▸ Task A
How would you translate this sentence from the Pictionary game show text below into Spanish: "The series was recorded at CBS Television City in Hollywood."
▸ Task B
Answer these questions from the Pictionary game show text below:
(i) Who was the announcer?
(ii) How many episodes were made?
(iii) In the modified Round 1, how much did each correct guess pay?
▸ Task C
Can you rewrite the paragraph beginning "Initially, both celebrities were each given two phrases" in the Pictionary game show text below as a short list, keeping its main facts?

▸ Study text
+===+

- Genre: Game show
- Directed by: Richard S. Kline
- Presented by: Alan Thicke
- Announcer: Joe Cipriano
- Country of origin: United States
- Original language: English
- No. of seasons: 1
- No. of episodes: 192

Production
- Executive producers: Richard Gill; Richard Kline; Robert S. Angel; Terry R Langston;
- Producer: Richard S. Kline
- Production locations: CBS Television City Los Angeles, California
- Running time: 22–24 minutes
- Production companies: Kline & Friends Productions Pictionary Incorporated

Original release
- Network: Syndication
- Release: September 8, 1997 – June 12, 1998

Related
- Win, Lose or Draw

= Pictionary (1997 game show) =

Pictionary is an American television game show which aired in syndication during the 1997–1998 season. The game was based on the board game of the same name where contestants guessed words and phrases based on drawings. Alan Thicke hosted the show with Joe Cipriano announcing. The series was a production of Kline and Friends and was distributed by Worldvision Enterprises.

Pictionary had a similar format to the earlier Win, Lose or Draw, which Kline's company also produced. The game mechanic was virtually identical, with two teams consisting of two celebrities and a civilian contestant competing.

The series was recorded at CBS Television City in Hollywood.

==Round 1==
Initially, both celebrities were each given two phrases to relay to their partners by drawing. There was a connecting word in both phrases (e.g., "Red Necks, White Socks, and Blue Ribbon Beer" and "Little Red Riding Hood," "red" being the connector). If they were both successfully guessed, the civilian contestant won $200. After both teams had taken a turn, a second set of phrases was played.

Later in the series' run, the round was modified slightly. This time, the celebrities drew as many phrases as they could in the time limit of 45 seconds and each correct guess paid off at $100.

+===+

▸ The data
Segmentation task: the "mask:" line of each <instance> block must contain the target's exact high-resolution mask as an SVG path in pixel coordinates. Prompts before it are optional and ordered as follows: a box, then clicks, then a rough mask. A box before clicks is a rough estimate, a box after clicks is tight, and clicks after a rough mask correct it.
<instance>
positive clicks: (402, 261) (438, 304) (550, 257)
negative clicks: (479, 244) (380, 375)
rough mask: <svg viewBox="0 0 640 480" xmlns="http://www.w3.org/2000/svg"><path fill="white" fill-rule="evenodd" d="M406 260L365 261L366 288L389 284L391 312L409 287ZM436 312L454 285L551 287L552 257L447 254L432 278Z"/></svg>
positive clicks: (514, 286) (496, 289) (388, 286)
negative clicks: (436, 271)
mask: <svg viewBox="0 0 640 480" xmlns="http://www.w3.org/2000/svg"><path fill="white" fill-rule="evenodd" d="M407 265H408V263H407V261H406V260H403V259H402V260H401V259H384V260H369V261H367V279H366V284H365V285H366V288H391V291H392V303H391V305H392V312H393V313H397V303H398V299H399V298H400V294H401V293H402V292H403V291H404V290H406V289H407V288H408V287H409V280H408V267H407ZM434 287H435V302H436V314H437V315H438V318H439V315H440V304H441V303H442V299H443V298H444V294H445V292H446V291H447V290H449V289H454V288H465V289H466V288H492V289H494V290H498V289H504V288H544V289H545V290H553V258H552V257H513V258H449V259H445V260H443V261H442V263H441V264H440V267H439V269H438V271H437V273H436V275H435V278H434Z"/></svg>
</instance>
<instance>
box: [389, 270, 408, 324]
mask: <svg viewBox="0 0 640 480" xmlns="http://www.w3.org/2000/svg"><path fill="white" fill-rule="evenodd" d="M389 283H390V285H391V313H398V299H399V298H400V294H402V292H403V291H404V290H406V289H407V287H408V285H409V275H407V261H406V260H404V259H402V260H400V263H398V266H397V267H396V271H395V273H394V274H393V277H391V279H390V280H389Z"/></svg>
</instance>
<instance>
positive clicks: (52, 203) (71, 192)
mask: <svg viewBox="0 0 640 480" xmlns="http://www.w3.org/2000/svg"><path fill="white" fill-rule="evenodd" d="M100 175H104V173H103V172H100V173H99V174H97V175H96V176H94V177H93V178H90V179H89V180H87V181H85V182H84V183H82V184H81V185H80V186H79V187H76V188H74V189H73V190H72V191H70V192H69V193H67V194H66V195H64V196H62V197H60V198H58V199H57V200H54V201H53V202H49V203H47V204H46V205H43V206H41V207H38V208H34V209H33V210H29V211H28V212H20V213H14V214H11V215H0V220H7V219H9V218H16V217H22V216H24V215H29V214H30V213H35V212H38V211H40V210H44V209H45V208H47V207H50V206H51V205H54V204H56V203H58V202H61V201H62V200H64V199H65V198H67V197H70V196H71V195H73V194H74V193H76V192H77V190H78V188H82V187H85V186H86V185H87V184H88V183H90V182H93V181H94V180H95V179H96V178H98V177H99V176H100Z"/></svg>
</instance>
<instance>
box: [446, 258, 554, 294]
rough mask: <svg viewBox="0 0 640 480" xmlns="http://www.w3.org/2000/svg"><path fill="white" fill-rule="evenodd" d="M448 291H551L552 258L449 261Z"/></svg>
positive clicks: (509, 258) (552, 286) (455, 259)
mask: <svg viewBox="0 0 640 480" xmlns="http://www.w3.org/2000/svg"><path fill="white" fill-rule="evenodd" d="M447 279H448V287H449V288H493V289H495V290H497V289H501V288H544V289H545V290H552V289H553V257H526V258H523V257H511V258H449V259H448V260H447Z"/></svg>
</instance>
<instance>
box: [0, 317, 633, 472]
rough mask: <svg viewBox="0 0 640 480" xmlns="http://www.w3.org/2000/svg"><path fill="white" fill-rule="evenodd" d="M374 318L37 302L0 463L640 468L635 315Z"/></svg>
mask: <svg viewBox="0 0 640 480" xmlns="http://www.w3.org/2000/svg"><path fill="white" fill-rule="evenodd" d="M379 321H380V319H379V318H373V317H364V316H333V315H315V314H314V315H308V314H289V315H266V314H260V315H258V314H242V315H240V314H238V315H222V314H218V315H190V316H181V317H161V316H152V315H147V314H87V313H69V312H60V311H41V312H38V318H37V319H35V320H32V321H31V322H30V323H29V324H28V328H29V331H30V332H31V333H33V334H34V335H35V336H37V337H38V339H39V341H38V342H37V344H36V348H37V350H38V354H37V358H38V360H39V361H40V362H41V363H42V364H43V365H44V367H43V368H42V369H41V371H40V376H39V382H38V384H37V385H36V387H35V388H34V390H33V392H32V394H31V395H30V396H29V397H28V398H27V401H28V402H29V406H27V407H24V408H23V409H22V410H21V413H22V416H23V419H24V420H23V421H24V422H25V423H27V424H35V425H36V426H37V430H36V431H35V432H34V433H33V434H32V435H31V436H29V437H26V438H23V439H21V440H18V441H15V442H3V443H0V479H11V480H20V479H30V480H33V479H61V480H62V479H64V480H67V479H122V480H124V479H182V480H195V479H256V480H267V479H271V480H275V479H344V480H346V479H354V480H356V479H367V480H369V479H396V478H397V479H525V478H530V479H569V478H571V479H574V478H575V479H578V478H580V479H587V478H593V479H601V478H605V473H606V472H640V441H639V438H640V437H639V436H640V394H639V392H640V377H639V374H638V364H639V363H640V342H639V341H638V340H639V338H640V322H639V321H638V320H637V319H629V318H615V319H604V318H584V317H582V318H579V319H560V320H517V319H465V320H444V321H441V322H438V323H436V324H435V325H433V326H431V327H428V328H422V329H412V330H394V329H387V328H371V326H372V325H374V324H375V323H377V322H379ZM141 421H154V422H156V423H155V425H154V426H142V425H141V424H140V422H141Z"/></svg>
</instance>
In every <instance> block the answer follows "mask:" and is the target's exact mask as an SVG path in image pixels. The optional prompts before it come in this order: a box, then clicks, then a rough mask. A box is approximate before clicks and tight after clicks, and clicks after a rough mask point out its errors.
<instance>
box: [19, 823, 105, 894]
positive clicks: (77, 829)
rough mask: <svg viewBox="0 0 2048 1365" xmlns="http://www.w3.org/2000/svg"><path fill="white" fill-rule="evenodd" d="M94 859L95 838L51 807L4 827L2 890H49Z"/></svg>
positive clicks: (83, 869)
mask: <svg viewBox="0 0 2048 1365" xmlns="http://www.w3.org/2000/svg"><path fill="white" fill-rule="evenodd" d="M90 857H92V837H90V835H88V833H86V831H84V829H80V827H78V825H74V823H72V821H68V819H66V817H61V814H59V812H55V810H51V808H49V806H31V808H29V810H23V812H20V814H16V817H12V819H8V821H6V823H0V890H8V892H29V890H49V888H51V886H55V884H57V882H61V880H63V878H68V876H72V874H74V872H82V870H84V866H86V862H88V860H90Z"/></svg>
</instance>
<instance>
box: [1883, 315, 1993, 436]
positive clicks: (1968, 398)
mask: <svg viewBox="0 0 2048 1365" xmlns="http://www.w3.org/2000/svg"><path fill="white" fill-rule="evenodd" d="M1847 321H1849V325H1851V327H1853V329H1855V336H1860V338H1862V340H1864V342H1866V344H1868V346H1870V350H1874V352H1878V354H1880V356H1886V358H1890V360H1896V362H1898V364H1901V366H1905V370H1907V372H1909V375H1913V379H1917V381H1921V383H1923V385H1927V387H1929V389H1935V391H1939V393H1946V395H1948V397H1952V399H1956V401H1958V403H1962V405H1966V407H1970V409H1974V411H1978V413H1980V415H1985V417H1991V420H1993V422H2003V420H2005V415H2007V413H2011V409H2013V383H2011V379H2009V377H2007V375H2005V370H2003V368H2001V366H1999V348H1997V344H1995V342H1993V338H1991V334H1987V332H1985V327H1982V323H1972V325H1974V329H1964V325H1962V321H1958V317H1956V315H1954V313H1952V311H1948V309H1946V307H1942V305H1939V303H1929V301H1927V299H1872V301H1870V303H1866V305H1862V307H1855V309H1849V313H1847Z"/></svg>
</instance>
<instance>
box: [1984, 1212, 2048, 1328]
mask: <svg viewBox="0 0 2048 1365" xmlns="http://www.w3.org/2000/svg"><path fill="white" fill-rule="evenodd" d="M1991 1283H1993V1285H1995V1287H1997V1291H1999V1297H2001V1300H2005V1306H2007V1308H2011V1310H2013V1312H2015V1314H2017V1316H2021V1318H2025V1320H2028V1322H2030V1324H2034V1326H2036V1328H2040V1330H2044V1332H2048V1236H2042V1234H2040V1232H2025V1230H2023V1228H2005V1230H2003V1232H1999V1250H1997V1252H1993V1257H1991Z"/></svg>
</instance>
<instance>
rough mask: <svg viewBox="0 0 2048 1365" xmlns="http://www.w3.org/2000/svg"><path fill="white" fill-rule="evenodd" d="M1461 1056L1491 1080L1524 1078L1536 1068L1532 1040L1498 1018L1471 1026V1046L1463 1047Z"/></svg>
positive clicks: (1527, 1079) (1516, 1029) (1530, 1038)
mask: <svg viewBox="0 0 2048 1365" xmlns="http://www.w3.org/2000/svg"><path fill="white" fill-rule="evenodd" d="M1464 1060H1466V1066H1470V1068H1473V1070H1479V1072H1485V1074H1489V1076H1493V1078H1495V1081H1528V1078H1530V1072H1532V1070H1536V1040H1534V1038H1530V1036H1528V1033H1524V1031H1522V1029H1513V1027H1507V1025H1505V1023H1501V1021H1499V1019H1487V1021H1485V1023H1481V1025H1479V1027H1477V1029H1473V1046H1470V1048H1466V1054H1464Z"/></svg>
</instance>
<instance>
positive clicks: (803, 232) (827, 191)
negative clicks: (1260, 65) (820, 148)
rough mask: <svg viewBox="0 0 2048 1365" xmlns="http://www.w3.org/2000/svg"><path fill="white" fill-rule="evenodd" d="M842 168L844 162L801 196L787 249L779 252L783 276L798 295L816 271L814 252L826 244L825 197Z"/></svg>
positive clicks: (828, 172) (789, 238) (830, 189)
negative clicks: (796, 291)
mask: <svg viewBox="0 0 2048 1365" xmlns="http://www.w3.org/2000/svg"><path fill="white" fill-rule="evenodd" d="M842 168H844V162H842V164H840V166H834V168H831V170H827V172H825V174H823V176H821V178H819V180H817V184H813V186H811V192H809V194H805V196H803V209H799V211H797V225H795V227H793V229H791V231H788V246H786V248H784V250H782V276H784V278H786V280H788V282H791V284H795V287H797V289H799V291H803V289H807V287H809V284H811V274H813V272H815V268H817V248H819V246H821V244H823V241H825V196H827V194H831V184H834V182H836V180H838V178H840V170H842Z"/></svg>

+===+

▸ Task result A
La serie fue grabada en CBS Television City, en Hollywood.

▸ Task result B
(i) Joe Cipriano
(ii) 192
(iii) $100

▸ Task result C
- Each celebrity was given two phrases to convey to their partners by drawing.
- The two phrases shared a connecting word, such as "red" in "Red Necks, White Socks, and Blue Ribbon Beer" and "Little Red Riding Hood."
- If both phrases were guessed, the civilian contestant won $200.
- Once both teams had played, a second set of phrases was used.